-- Material for the task follows --
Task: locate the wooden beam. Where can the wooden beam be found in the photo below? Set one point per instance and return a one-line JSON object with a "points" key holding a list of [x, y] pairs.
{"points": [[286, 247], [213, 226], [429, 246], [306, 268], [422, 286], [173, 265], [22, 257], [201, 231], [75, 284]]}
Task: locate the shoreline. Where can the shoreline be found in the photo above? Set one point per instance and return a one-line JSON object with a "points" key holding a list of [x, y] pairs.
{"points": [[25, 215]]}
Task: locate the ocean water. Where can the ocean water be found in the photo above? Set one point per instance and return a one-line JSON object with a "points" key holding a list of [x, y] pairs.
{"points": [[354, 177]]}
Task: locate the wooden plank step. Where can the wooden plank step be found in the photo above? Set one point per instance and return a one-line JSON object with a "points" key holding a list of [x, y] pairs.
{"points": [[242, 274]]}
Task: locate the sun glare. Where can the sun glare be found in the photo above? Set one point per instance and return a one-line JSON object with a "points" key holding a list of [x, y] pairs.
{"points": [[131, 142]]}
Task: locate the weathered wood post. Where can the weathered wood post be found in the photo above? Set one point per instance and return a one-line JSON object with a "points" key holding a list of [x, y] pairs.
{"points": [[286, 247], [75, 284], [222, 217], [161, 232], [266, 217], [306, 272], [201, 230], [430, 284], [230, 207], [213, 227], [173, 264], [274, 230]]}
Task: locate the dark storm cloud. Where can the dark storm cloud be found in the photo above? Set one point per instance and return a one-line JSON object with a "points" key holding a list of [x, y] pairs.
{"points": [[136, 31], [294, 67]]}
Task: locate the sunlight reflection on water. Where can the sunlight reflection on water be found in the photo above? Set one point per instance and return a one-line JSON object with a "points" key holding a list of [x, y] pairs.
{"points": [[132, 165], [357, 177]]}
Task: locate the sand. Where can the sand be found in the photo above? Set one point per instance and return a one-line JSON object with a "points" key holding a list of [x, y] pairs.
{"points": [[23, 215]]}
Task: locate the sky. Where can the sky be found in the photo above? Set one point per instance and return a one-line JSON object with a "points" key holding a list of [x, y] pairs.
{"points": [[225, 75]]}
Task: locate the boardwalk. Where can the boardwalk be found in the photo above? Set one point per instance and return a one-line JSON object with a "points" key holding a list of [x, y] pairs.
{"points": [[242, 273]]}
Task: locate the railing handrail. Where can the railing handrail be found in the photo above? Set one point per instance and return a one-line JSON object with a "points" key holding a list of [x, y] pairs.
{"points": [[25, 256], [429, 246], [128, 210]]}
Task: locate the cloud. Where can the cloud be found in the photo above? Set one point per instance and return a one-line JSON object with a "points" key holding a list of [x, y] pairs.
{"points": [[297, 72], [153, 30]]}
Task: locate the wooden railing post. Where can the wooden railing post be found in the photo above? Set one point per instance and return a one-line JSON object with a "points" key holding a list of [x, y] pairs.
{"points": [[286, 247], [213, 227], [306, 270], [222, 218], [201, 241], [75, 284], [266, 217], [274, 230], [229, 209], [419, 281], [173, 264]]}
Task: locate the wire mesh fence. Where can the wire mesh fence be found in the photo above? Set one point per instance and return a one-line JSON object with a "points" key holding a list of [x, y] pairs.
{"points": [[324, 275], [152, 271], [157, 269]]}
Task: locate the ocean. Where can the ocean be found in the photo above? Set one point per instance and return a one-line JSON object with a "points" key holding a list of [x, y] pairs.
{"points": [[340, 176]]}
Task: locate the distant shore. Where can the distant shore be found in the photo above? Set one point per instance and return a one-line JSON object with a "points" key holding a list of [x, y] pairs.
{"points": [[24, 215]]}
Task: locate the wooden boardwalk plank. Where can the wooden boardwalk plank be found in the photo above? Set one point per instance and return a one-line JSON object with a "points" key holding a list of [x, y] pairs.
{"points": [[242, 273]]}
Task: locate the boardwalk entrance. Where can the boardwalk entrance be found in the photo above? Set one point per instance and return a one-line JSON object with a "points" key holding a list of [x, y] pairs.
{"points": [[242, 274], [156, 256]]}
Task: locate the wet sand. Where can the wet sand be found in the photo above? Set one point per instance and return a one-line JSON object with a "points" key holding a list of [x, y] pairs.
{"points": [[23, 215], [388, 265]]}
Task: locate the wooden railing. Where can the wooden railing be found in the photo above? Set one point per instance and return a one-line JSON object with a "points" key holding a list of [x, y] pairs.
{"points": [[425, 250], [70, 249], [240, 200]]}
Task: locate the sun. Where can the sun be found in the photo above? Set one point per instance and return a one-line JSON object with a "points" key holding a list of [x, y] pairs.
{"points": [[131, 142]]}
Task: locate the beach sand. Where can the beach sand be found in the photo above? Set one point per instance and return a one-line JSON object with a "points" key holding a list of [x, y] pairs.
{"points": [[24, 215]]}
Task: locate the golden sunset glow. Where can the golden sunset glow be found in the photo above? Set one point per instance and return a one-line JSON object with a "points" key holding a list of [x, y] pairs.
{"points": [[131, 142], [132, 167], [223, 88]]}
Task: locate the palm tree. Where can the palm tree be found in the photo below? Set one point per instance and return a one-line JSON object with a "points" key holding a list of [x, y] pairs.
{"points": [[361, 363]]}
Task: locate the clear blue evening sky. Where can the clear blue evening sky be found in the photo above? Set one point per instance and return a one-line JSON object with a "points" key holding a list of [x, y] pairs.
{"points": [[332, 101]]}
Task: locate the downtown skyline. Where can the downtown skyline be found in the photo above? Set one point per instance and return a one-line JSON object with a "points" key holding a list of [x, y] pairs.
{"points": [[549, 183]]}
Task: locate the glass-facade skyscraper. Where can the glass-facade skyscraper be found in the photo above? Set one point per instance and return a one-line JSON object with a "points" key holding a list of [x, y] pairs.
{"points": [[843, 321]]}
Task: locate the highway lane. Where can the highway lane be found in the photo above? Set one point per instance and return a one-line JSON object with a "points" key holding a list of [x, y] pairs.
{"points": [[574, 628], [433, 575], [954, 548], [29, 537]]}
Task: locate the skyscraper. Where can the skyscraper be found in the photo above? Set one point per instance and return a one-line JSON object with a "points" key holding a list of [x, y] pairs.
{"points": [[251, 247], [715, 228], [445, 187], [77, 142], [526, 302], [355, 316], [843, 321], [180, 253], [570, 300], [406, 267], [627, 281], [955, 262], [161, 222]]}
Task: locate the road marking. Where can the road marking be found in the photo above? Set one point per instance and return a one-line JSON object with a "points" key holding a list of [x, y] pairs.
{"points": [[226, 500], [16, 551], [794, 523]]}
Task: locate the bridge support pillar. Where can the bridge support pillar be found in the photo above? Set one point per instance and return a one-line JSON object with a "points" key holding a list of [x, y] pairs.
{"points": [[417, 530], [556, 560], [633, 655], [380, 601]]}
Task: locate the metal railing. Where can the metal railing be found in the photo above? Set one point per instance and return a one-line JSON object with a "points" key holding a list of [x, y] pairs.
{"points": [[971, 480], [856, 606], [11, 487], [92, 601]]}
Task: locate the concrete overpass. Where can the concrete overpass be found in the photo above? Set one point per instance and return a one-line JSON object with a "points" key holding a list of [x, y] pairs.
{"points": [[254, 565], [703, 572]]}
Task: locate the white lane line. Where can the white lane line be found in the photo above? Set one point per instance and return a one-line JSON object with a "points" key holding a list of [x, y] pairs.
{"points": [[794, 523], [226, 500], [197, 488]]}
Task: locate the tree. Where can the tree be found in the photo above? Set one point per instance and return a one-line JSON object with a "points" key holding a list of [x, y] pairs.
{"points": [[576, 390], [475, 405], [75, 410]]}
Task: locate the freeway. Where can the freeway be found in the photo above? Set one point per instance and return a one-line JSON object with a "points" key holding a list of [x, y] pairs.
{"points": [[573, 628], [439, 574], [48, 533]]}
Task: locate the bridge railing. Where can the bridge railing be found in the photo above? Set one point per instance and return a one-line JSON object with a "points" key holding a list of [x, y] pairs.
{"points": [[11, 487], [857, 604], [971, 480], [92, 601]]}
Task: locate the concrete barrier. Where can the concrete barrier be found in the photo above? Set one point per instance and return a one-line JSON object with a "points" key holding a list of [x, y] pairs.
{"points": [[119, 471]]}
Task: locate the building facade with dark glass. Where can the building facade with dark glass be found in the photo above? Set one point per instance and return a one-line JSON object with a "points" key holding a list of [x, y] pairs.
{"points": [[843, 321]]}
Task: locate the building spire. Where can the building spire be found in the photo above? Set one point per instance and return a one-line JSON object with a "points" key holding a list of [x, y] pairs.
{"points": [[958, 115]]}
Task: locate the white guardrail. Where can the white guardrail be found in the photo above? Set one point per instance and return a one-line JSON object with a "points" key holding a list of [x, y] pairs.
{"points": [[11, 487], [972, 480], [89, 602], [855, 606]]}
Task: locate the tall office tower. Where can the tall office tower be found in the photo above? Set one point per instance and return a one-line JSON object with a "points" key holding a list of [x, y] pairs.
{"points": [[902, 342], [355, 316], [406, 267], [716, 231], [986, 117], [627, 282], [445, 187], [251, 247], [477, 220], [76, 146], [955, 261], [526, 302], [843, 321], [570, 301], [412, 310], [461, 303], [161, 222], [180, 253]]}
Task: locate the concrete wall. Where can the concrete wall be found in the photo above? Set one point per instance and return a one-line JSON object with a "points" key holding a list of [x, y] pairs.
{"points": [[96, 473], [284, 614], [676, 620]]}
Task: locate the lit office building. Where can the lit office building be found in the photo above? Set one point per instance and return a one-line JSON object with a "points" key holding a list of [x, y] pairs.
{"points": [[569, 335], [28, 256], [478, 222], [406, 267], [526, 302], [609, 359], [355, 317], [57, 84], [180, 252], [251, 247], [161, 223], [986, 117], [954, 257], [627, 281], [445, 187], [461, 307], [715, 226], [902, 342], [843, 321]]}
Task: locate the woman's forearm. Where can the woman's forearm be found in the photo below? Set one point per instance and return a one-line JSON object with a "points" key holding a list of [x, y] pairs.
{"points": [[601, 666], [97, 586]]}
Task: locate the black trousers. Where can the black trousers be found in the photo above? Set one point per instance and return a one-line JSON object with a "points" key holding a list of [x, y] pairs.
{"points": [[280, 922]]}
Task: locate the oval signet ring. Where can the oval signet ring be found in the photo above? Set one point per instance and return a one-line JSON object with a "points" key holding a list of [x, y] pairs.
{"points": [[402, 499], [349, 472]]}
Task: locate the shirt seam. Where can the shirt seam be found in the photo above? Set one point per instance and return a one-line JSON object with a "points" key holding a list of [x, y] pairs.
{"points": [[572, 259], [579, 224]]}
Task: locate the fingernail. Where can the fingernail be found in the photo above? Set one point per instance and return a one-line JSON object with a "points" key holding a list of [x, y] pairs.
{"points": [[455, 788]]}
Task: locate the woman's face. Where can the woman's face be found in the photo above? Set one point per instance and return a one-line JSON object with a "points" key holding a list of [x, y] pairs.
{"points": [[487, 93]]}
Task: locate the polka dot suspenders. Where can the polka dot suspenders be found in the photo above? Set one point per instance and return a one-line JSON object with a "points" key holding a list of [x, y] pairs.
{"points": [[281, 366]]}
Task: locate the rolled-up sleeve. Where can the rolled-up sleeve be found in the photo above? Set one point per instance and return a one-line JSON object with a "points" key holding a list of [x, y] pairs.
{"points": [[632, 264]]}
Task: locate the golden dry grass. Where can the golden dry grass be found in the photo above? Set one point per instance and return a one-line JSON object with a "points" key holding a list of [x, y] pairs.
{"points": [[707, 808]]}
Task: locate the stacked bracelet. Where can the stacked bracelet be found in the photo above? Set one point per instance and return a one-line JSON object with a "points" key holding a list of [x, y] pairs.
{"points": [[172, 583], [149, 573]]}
-- Material for the task concluded --
Type out exactly the span of lines from the one with "Task: locate the golden dry" to the end of the material above, counting both end lines, and nothing else.

Your solution.
Task: locate the golden dry grass. Where can the golden dry grass be found in the photo above? Set one point per instance and return a one-line JSON object with a "points" key holding a list of [x, y] pairs.
{"points": [[707, 808]]}
Task: locate the stacked bracelet. Where can the stacked bracelet be found in the photo above? Set one point per instance and return a one-line JSON object with a "points" key holding a list of [x, y] pairs.
{"points": [[172, 583], [149, 573]]}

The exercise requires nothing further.